§ Provided text:

# # # #

If we could be calm, we would be calm. But we CAN’T. There’s no magical switch to turn off anxiety, so telling an anxious person to calm down just frustrates them even more. Just remember this simple rule of life: Don’t ever tell your angry girlfriend (or an anxious person) to calm down. It won’t go well.
What you should do: Remind them to breathe
When someone is anxious, and especially if they’re in the midst of a panic attack, they often hyperventilate. Breathing slowly and mindfully is one of the most effective ways to slow a person’s nervous system and calm them down. Chances are, if they have sought professional help for their anxiety, they’ve probably been taught a breathing technique or two. But sometimes we just need a little reminder to practice those exercises. Doing so is a much more constructive approach than simply telling the person to calm down.
2. "Just be positive."
DO NOT tell me to “just be positive”, or any other anxious person for that matter. It brings on a world of frustration. What might be easy for you isn’t necessarily easy for everyone else. Yes, anxious people combat a slew of negative thoughts, so it seems obvious to just point our brain in the opposite direction, right? Wrong. Positive affirmations do help in the fight against anxiety, but when you tell an anxious person to “be positive” you make it sound so simple, and it belittles what they're struggling with. The reality is that it's NOT easy. Taking back control of racing thoughts is a difficult, exhausting task.
What you should say: "You are okay".
No matter how many times we try to be positive ourselves, it doesn’t always work. But hearing a positive affirmation from someone else helps to solidify the thought. Make sure you have their attention, and say it with confidence: “You’re okay.” If you’re confident, it will help them be confident.

# # # #

§ Given data:
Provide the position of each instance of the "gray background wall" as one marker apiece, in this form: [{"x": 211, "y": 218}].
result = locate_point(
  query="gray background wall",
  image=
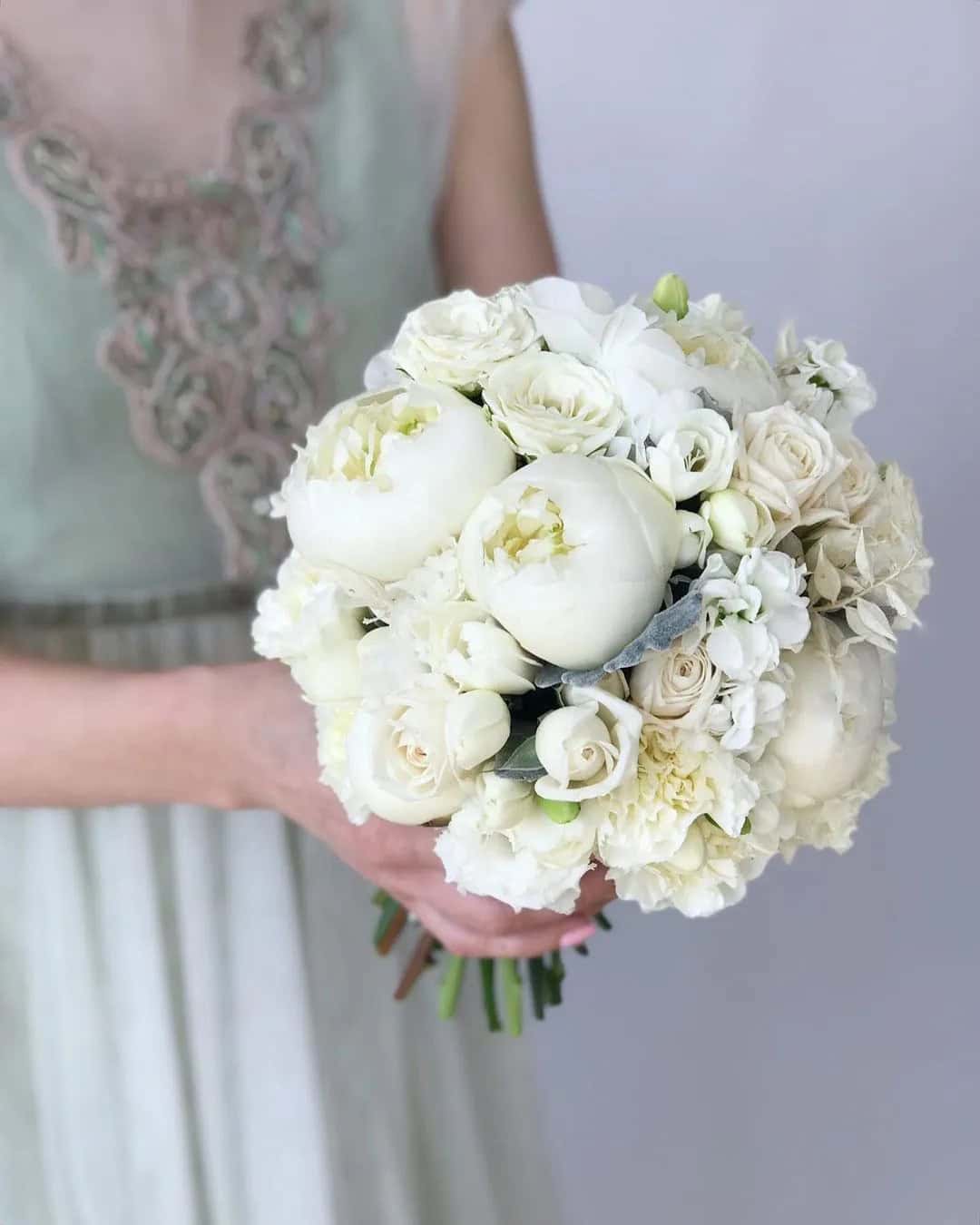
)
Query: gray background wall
[{"x": 810, "y": 1056}]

# # # #

§ What is being asked: Write out the part of the anxiety text that begins at the words "If we could" and ends after "person to calm down.", with no changes. None of the entries are needed to work with the anxiety text.

§ Task output:
If we could be calm, we would be calm. But we CAN’T. There’s no magical switch to turn off anxiety, so telling an anxious person to calm down just frustrates them even more. Just remember this simple rule of life: Don’t ever tell your angry girlfriend (or an anxious person) to calm down. It won’t go well.
What you should do: Remind them to breathe
When someone is anxious, and especially if they’re in the midst of a panic attack, they often hyperventilate. Breathing slowly and mindfully is one of the most effective ways to slow a person’s nervous system and calm them down. Chances are, if they have sought professional help for their anxiety, they’ve probably been taught a breathing technique or two. But sometimes we just need a little reminder to practice those exercises. Doing so is a much more constructive approach than simply telling the person to calm down.